EXERCISE BRIEF | Copy out the items below, substituting "Mark each instance of" for every occurrence of "Pin every instance of" and leaving all other text unchanged.

RECORDS FOR PROCESSING |
=-=-=-=-=

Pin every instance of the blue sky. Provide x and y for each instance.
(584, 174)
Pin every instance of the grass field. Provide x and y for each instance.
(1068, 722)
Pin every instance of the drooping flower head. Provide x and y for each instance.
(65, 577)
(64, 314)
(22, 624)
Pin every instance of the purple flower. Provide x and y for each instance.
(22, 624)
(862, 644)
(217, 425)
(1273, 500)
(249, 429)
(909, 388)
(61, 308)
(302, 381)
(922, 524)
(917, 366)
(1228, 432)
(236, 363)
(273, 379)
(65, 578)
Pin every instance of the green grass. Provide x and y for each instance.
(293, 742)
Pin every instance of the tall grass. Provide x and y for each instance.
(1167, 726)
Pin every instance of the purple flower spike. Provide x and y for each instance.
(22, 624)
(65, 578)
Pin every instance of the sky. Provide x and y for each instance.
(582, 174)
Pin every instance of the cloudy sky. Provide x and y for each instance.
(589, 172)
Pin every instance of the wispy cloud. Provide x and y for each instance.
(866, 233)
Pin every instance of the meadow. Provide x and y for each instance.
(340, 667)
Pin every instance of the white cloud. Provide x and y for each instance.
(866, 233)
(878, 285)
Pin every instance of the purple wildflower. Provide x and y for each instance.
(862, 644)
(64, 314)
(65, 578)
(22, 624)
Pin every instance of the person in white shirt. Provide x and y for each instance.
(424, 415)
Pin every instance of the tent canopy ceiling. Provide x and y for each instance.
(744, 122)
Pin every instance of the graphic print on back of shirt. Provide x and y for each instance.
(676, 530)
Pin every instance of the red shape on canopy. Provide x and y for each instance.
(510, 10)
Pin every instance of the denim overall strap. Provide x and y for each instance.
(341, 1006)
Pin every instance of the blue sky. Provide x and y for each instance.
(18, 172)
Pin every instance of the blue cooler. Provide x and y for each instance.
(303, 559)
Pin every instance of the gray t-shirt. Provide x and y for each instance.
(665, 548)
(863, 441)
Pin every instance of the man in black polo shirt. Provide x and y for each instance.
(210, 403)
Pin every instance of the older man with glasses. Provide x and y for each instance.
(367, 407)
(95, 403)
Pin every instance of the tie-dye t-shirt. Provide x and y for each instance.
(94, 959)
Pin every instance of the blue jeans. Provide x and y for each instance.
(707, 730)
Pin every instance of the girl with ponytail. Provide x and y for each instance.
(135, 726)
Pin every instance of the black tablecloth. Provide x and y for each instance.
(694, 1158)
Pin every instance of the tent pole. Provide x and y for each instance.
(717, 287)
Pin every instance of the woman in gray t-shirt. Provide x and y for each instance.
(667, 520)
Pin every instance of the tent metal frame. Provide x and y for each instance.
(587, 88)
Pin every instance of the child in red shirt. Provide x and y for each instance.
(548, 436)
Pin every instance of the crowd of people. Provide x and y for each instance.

=-=-=-=-=

CORRECT RESPONSE |
Mark each instance of the blue sky. Provide x and y for each instance.
(584, 174)
Mark each instance of the grass field. Provide x and y for each instance.
(1068, 722)
Mark each instance of the drooping flower head. Provide x and y for each instance.
(65, 577)
(64, 314)
(22, 624)
Mark each instance of the purple flower. Provide x and y for each instance.
(22, 624)
(862, 644)
(217, 425)
(1273, 500)
(249, 429)
(909, 388)
(61, 308)
(302, 381)
(922, 524)
(917, 366)
(1228, 432)
(236, 363)
(273, 379)
(65, 578)
Mark each instance of the green grass. Provide x and y for each instance.
(293, 742)
Mark each instance of the tall grass. Provide x and y for each instance.
(1167, 726)
Mark each instance of the purple flower spike. Provide x and y for each instance.
(22, 624)
(65, 578)
Mark each instance of the sky. Provide x and y for each instance.
(582, 174)
Mark each instance of the cloudy sky. Provide x and y for each instance.
(589, 172)
Mark each instance of the wispy cloud. Provide x and y for each instance.
(866, 233)
Mark each instance of the meadow. Provide x and y for each instance.
(340, 667)
Mark each instance of the white cloud. Provide x and y for each instance.
(866, 233)
(878, 285)
Mark each instance of the purple wildflower. Provide x and y for each instance.
(862, 644)
(64, 314)
(65, 578)
(22, 624)
Mark each instance of the person in white shirt. Provide x and y for each instance.
(424, 415)
Mark each instance of the tent canopy ceiling. Provide x and y for each instance.
(744, 122)
Mark each instance of the graphic print on back of shirt. Provide x and y for each instance.
(676, 530)
Mark each instance of the red shape on canopy. Provide x and y for each instance.
(510, 10)
Mark each instance of the denim overall strap. Provide x and y for each instance.
(341, 1006)
Mark each instance of the blue sky. Provide x and y for each instance.
(18, 172)
Mark each instance of the blue cooler. Provide x and y for each instance.
(303, 559)
Mark each instance of the gray t-shirt. Provide x and y for each instance.
(665, 548)
(863, 441)
Mark each instance of the man in black polo shirt. Provide x and y for each instance.
(210, 403)
Mark each instance of the older man with glasses. Provide x and y for each instance.
(367, 407)
(95, 403)
Mark each instance of the tie-dye t-shirt. Provide x and y for each instance.
(94, 959)
Mark each instance of the blue jeans. Provide x and y for each instance.
(707, 730)
Mark each instance of the girl with ponytail. Provide x and y for each instance.
(135, 726)
Mark each instance of the black tablecloth. Provide x and y for each instance.
(694, 1158)
Mark each instance of the tent pole. Provide x and y for each instance.
(717, 287)
Mark each instance of the woman in gray t-shirt. Provide x and y for each instance.
(667, 520)
Mark each instance of the tent metal frame. Provide x and y for each instance.
(587, 88)
Mark each instance of the child in red shirt. Provide x and y for each instance.
(548, 436)
Mark each instance of the crowd of people. Provide x and y for each instance.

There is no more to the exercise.